** Request 1 **
According to the page on fault-tolerant SFTP scripting, what is routing equipment free to do to the data it forwards? List each action.

Fault-Tolerant SFTP scripting - Retry Failed Transfers Automatically

Fault-Tolerant SFTP scripting

Introduction

The whole of modern networking is built upon an unreliable medium. Routing equipment has free license to discard, corrupt, reorder, or duplicate data which it forwards. The understanding of the IP layer in TCP/IP is that there are no guarantees of accuracy. No IP network can claim to be 100% reliable.

The TCP layer acts as a guardian atop IP, ensuring data that it produces is correct. This is achieved with a number of techniques that sometimes purposely lose data in order to determine network limits. As most might know, TCP provides a connection-based network with guaranteed delivery atop an IP connectionless network that can and does discard traffic at will.

How curious it is that our file transfer tools are not similarly robust in the face of broken TCP connections. The SFTP protocol resembles both its ancestors and peers in that no effort is made to recover from TCP errors that cause connection closure. There are tools to address failed transfers (reget and reput), but these are not triggered automatically in a regenerated TCP session (those requiring this property might normally turn to NFS, but this requires both privilege and architectural configuration). Users and network administrators alike might be rapt with joy should such tools suddenly become pervasive.

What SFTP is able provide is a return status, an integer that signals success when it is the value of zero. It does not return status by default for file transfers, but only does so when called in batch mode. This return status can be captured by a POSIX shell and retried when non-zero. This check can even be done on Windows with Microsoft's port of OpenSSH with the help of Busybox (or even PowerShell, with restricted functionality). The POSIX shell script is deceptively simple, but uncommon. Let's change that.

Failure Detection with the POSIX Shell

The core implementation of SFTP fault tolerance is not particularly large, but batch mode assurance and standard input handling add some length and complexity, as demonstrated below in a Windows environment.

C:\Users\BillG>type sftpft
#!/bin/sh

set -eu                                                      # Shell strict mode

tvar=1

for param                                              # Confirm SFTP batch mode
do case "$param" in [-]b*) tvar=;; esac
done

[ -n "$tvar" ] && { printf '%s: must be called with -b\n' "${0##*/}"; exit; }

if [ -t 0 ]                                    # Save stdin unless on a terminal
then tvar=/dev/null
else tvar="$(mktemp -t sftpft-XXXXXX)"
     cat > "$tvar"

** Data for this exercise **

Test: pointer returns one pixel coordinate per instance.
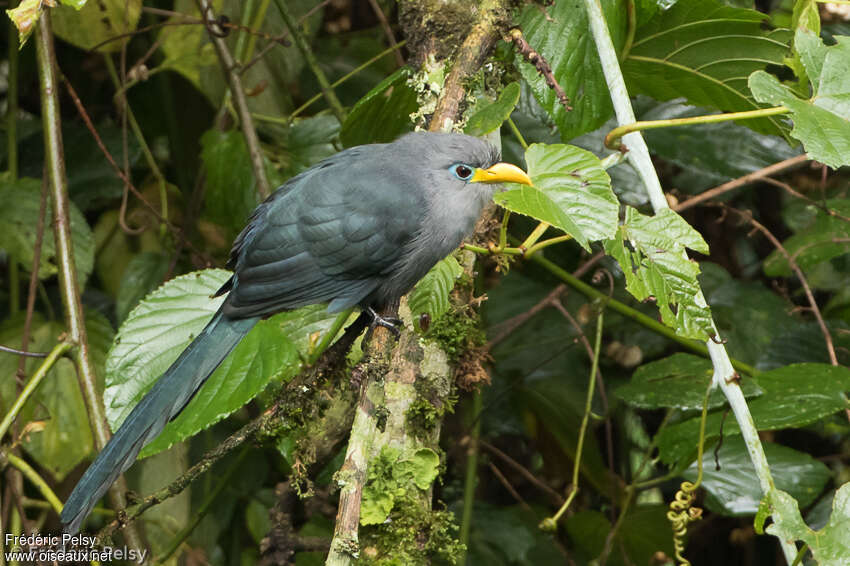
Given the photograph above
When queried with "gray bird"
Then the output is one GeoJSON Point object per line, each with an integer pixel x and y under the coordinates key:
{"type": "Point", "coordinates": [358, 229]}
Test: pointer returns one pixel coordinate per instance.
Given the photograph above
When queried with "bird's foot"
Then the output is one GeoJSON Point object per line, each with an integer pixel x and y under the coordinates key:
{"type": "Point", "coordinates": [389, 323]}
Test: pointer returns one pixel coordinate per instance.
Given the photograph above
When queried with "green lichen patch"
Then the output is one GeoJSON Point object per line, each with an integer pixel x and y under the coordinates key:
{"type": "Point", "coordinates": [457, 331]}
{"type": "Point", "coordinates": [393, 477]}
{"type": "Point", "coordinates": [412, 536]}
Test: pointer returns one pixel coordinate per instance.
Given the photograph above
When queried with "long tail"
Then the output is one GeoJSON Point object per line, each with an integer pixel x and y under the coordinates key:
{"type": "Point", "coordinates": [162, 403]}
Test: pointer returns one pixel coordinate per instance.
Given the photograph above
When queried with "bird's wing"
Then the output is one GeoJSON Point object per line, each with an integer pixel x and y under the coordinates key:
{"type": "Point", "coordinates": [329, 235]}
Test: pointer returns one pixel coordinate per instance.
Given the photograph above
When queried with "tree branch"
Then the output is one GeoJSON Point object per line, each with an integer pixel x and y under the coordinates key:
{"type": "Point", "coordinates": [55, 163]}
{"type": "Point", "coordinates": [231, 71]}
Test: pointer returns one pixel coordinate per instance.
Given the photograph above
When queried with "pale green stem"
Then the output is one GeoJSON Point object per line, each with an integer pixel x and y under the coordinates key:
{"type": "Point", "coordinates": [588, 405]}
{"type": "Point", "coordinates": [58, 351]}
{"type": "Point", "coordinates": [639, 157]}
{"type": "Point", "coordinates": [612, 140]}
{"type": "Point", "coordinates": [39, 483]}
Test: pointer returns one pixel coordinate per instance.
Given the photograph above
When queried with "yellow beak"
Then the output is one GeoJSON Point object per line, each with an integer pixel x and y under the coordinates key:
{"type": "Point", "coordinates": [501, 173]}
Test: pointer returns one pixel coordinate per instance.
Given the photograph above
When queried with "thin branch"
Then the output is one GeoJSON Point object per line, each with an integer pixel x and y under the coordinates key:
{"type": "Point", "coordinates": [385, 25]}
{"type": "Point", "coordinates": [830, 347]}
{"type": "Point", "coordinates": [790, 190]}
{"type": "Point", "coordinates": [312, 62]}
{"type": "Point", "coordinates": [472, 54]}
{"type": "Point", "coordinates": [556, 497]}
{"type": "Point", "coordinates": [231, 71]}
{"type": "Point", "coordinates": [29, 473]}
{"type": "Point", "coordinates": [58, 351]}
{"type": "Point", "coordinates": [641, 161]}
{"type": "Point", "coordinates": [55, 164]}
{"type": "Point", "coordinates": [747, 179]}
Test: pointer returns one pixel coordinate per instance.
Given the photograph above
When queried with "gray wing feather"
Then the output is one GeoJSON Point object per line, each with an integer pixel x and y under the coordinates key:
{"type": "Point", "coordinates": [326, 236]}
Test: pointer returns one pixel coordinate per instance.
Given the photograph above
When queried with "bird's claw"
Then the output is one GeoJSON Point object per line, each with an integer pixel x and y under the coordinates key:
{"type": "Point", "coordinates": [389, 323]}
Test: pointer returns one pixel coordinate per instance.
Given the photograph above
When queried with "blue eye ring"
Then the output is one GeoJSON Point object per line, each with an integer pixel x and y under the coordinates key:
{"type": "Point", "coordinates": [462, 171]}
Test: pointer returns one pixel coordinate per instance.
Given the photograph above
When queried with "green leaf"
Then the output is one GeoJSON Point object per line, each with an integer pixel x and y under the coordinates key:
{"type": "Point", "coordinates": [655, 265]}
{"type": "Point", "coordinates": [571, 192]}
{"type": "Point", "coordinates": [160, 327]}
{"type": "Point", "coordinates": [142, 275]}
{"type": "Point", "coordinates": [830, 545]}
{"type": "Point", "coordinates": [822, 123]}
{"type": "Point", "coordinates": [231, 192]}
{"type": "Point", "coordinates": [383, 113]}
{"type": "Point", "coordinates": [795, 395]}
{"type": "Point", "coordinates": [734, 489]}
{"type": "Point", "coordinates": [710, 154]}
{"type": "Point", "coordinates": [18, 232]}
{"type": "Point", "coordinates": [825, 238]}
{"type": "Point", "coordinates": [678, 381]}
{"type": "Point", "coordinates": [704, 51]}
{"type": "Point", "coordinates": [90, 24]}
{"type": "Point", "coordinates": [431, 294]}
{"type": "Point", "coordinates": [560, 32]}
{"type": "Point", "coordinates": [489, 116]}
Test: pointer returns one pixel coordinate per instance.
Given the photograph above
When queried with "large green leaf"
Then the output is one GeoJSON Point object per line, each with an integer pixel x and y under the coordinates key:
{"type": "Point", "coordinates": [160, 327]}
{"type": "Point", "coordinates": [431, 294]}
{"type": "Point", "coordinates": [650, 250]}
{"type": "Point", "coordinates": [709, 154]}
{"type": "Point", "coordinates": [95, 22]}
{"type": "Point", "coordinates": [830, 545]}
{"type": "Point", "coordinates": [679, 381]}
{"type": "Point", "coordinates": [795, 395]}
{"type": "Point", "coordinates": [571, 191]}
{"type": "Point", "coordinates": [142, 275]}
{"type": "Point", "coordinates": [822, 123]}
{"type": "Point", "coordinates": [561, 34]}
{"type": "Point", "coordinates": [383, 113]}
{"type": "Point", "coordinates": [704, 51]}
{"type": "Point", "coordinates": [18, 223]}
{"type": "Point", "coordinates": [734, 489]}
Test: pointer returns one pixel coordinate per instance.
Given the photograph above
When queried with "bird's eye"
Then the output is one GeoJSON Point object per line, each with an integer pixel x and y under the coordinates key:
{"type": "Point", "coordinates": [461, 171]}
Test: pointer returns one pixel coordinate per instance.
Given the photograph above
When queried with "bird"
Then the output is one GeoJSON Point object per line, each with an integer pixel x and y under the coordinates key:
{"type": "Point", "coordinates": [360, 228]}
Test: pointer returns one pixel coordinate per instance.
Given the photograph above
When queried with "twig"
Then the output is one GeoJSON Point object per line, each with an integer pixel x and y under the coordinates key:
{"type": "Point", "coordinates": [34, 478]}
{"type": "Point", "coordinates": [536, 59]}
{"type": "Point", "coordinates": [523, 471]}
{"type": "Point", "coordinates": [184, 533]}
{"type": "Point", "coordinates": [747, 179]}
{"type": "Point", "coordinates": [231, 71]}
{"type": "Point", "coordinates": [33, 283]}
{"type": "Point", "coordinates": [507, 485]}
{"type": "Point", "coordinates": [830, 347]}
{"type": "Point", "coordinates": [790, 190]}
{"type": "Point", "coordinates": [312, 62]}
{"type": "Point", "coordinates": [640, 159]}
{"type": "Point", "coordinates": [472, 54]}
{"type": "Point", "coordinates": [376, 8]}
{"type": "Point", "coordinates": [55, 163]}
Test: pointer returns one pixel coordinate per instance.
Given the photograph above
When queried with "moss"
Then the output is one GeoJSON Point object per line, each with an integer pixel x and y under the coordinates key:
{"type": "Point", "coordinates": [457, 331]}
{"type": "Point", "coordinates": [412, 536]}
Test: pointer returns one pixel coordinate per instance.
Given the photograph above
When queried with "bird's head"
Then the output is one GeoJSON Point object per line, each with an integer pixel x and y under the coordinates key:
{"type": "Point", "coordinates": [461, 163]}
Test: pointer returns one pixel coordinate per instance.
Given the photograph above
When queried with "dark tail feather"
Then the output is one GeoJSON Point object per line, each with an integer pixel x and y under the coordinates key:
{"type": "Point", "coordinates": [162, 403]}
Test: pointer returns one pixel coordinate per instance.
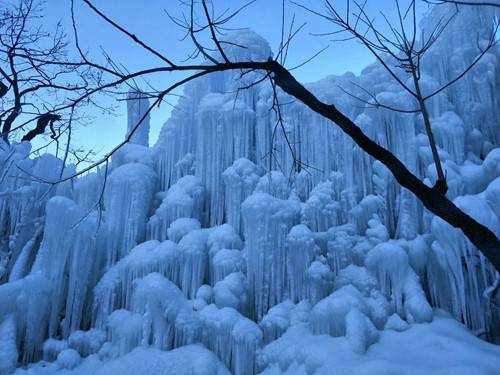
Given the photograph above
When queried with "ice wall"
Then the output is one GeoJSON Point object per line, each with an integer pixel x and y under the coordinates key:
{"type": "Point", "coordinates": [212, 237]}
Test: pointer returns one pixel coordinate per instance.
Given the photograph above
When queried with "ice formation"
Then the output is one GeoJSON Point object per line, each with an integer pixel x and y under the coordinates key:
{"type": "Point", "coordinates": [204, 255]}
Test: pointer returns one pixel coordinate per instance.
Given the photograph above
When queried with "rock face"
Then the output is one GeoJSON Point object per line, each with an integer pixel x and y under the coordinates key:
{"type": "Point", "coordinates": [212, 241]}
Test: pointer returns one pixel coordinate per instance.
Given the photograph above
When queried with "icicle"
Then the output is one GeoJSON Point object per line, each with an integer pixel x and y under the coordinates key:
{"type": "Point", "coordinates": [300, 252]}
{"type": "Point", "coordinates": [127, 199]}
{"type": "Point", "coordinates": [267, 221]}
{"type": "Point", "coordinates": [180, 227]}
{"type": "Point", "coordinates": [185, 199]}
{"type": "Point", "coordinates": [114, 290]}
{"type": "Point", "coordinates": [319, 281]}
{"type": "Point", "coordinates": [124, 331]}
{"type": "Point", "coordinates": [321, 210]}
{"type": "Point", "coordinates": [193, 261]}
{"type": "Point", "coordinates": [240, 180]}
{"type": "Point", "coordinates": [8, 349]}
{"type": "Point", "coordinates": [232, 292]}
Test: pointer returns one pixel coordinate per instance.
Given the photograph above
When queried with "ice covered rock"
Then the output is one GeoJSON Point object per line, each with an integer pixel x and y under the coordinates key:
{"type": "Point", "coordinates": [267, 221]}
{"type": "Point", "coordinates": [185, 199]}
{"type": "Point", "coordinates": [180, 227]}
{"type": "Point", "coordinates": [138, 118]}
{"type": "Point", "coordinates": [240, 180]}
{"type": "Point", "coordinates": [127, 198]}
{"type": "Point", "coordinates": [114, 290]}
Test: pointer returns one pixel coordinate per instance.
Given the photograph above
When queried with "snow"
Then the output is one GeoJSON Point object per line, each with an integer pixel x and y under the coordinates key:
{"type": "Point", "coordinates": [443, 346]}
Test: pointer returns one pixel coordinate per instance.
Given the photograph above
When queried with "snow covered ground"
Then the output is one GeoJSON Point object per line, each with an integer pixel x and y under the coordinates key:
{"type": "Point", "coordinates": [211, 258]}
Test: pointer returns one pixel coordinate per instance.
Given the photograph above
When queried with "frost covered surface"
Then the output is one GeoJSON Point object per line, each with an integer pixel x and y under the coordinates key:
{"type": "Point", "coordinates": [207, 258]}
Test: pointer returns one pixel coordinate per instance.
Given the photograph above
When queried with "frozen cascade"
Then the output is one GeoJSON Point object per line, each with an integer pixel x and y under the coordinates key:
{"type": "Point", "coordinates": [114, 290]}
{"type": "Point", "coordinates": [457, 272]}
{"type": "Point", "coordinates": [127, 200]}
{"type": "Point", "coordinates": [138, 118]}
{"type": "Point", "coordinates": [28, 299]}
{"type": "Point", "coordinates": [300, 252]}
{"type": "Point", "coordinates": [207, 240]}
{"type": "Point", "coordinates": [8, 350]}
{"type": "Point", "coordinates": [399, 282]}
{"type": "Point", "coordinates": [165, 313]}
{"type": "Point", "coordinates": [66, 258]}
{"type": "Point", "coordinates": [193, 259]}
{"type": "Point", "coordinates": [267, 220]}
{"type": "Point", "coordinates": [232, 337]}
{"type": "Point", "coordinates": [239, 182]}
{"type": "Point", "coordinates": [184, 199]}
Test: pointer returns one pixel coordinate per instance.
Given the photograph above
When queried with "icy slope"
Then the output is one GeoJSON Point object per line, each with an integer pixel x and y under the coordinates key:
{"type": "Point", "coordinates": [211, 255]}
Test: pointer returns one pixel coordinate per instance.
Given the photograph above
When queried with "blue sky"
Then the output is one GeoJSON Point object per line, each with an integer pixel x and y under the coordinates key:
{"type": "Point", "coordinates": [147, 19]}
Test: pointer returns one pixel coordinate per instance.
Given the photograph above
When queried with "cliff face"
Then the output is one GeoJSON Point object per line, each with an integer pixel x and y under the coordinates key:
{"type": "Point", "coordinates": [216, 236]}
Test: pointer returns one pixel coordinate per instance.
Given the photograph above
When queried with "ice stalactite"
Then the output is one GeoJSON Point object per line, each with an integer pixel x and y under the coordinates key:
{"type": "Point", "coordinates": [232, 337]}
{"type": "Point", "coordinates": [239, 182]}
{"type": "Point", "coordinates": [226, 134]}
{"type": "Point", "coordinates": [300, 252]}
{"type": "Point", "coordinates": [223, 238]}
{"type": "Point", "coordinates": [322, 209]}
{"type": "Point", "coordinates": [399, 282]}
{"type": "Point", "coordinates": [457, 272]}
{"type": "Point", "coordinates": [225, 262]}
{"type": "Point", "coordinates": [184, 199]}
{"type": "Point", "coordinates": [8, 349]}
{"type": "Point", "coordinates": [345, 313]}
{"type": "Point", "coordinates": [193, 259]}
{"type": "Point", "coordinates": [68, 259]}
{"type": "Point", "coordinates": [319, 280]}
{"type": "Point", "coordinates": [168, 320]}
{"type": "Point", "coordinates": [180, 227]}
{"type": "Point", "coordinates": [137, 107]}
{"type": "Point", "coordinates": [29, 300]}
{"type": "Point", "coordinates": [22, 200]}
{"type": "Point", "coordinates": [267, 221]}
{"type": "Point", "coordinates": [124, 332]}
{"type": "Point", "coordinates": [114, 290]}
{"type": "Point", "coordinates": [274, 183]}
{"type": "Point", "coordinates": [127, 201]}
{"type": "Point", "coordinates": [282, 316]}
{"type": "Point", "coordinates": [87, 342]}
{"type": "Point", "coordinates": [232, 292]}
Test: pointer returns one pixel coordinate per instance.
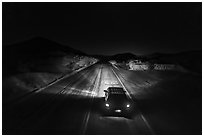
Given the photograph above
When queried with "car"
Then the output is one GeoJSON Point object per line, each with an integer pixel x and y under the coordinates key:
{"type": "Point", "coordinates": [117, 102]}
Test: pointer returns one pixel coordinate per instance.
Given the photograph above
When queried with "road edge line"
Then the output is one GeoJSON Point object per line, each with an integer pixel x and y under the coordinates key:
{"type": "Point", "coordinates": [142, 116]}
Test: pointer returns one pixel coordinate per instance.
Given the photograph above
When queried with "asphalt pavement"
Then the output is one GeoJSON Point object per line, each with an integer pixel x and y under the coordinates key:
{"type": "Point", "coordinates": [74, 105]}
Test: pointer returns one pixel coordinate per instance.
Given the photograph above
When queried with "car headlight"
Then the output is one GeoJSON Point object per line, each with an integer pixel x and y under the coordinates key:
{"type": "Point", "coordinates": [107, 105]}
{"type": "Point", "coordinates": [128, 105]}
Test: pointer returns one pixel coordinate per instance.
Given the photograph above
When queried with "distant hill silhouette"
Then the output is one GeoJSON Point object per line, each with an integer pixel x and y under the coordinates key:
{"type": "Point", "coordinates": [34, 51]}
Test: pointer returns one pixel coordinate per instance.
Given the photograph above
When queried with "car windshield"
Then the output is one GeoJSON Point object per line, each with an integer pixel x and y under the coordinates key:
{"type": "Point", "coordinates": [117, 97]}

** Request 2 **
Find each line in the entries that contains the word "green" and copy those lines.

** Task output 1 **
discard, corrupt, reorder, duplicate

** Task output 2 **
When queried with "green lichen patch"
When queried with "pale green stem"
When queried with "green leaf"
When queried with "large green leaf"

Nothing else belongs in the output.